▸ What this task involves
Everything from the line that contains "the headlight, placing" to the end of the listing below, both ends included, is to be transcribed word for word, and nothing else.

▸ Records supplied
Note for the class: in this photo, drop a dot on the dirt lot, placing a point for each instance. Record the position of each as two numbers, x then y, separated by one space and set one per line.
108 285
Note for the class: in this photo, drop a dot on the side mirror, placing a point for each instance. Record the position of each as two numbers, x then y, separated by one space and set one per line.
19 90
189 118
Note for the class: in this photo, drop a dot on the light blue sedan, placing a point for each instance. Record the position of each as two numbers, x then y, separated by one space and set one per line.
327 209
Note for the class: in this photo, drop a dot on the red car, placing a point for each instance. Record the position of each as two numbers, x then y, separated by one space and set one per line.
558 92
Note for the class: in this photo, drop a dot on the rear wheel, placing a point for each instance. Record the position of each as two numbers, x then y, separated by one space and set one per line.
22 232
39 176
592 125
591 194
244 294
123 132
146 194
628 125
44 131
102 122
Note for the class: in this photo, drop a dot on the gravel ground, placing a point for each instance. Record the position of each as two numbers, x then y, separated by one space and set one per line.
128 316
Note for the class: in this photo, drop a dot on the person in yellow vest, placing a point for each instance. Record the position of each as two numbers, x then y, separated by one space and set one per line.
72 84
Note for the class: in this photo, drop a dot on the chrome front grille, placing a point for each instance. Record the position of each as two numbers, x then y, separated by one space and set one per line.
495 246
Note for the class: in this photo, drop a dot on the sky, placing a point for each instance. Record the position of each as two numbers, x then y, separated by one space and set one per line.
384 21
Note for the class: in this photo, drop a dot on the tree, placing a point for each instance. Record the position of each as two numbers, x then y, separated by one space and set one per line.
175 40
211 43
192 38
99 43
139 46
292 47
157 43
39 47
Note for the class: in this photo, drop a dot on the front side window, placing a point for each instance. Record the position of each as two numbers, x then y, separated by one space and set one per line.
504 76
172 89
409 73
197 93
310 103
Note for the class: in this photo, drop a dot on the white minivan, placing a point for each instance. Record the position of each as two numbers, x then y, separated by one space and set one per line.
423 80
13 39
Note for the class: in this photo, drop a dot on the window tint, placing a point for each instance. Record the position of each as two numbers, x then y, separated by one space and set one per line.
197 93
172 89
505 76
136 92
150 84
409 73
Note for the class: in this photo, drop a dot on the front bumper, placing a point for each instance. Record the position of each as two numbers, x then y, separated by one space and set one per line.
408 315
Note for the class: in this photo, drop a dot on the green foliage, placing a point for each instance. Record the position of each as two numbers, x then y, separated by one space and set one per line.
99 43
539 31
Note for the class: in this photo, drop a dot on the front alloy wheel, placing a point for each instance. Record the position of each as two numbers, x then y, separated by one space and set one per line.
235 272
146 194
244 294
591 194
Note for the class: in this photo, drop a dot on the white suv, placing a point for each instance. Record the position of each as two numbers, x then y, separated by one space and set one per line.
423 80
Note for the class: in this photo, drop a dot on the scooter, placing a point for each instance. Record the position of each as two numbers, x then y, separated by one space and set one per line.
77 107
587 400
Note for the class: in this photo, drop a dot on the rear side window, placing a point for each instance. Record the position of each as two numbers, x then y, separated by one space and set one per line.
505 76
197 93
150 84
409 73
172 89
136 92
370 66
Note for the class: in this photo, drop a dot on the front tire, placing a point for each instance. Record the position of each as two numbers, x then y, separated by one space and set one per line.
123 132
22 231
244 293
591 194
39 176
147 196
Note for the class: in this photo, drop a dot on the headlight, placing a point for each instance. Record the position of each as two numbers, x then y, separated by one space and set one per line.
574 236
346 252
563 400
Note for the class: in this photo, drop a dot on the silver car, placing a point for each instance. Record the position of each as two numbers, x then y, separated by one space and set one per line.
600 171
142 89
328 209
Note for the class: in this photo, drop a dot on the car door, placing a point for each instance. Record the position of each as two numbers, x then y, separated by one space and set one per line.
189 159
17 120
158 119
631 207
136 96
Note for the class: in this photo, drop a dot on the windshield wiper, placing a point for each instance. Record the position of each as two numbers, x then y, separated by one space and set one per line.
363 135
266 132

▸ Solved exercise
Note for the class: in this photo, drop a dot on the headlight, placing a point for each instance. Record the position of each as two numbers, x then y, separated by one space and set one per line.
574 236
346 252
563 400
Note for the class: in this photo, drop a dot on the silver car, placing a point for each instance. Record the position of each as two numbers, x then y, separated by one space and set one per line.
600 171
142 89
328 209
Note for the class: in this photo, drop a dot on the car door, placing a point for each instance. Record the position of each as two numbers, x then y, separated by one space and set one per line.
189 159
17 120
158 119
631 207
136 96
Note for the class: in this photo, drop a dot on the windshield wiper, placing a point for each instance. Record the position of each as two numbers, x then y, separated by one space and set one per line.
363 135
266 132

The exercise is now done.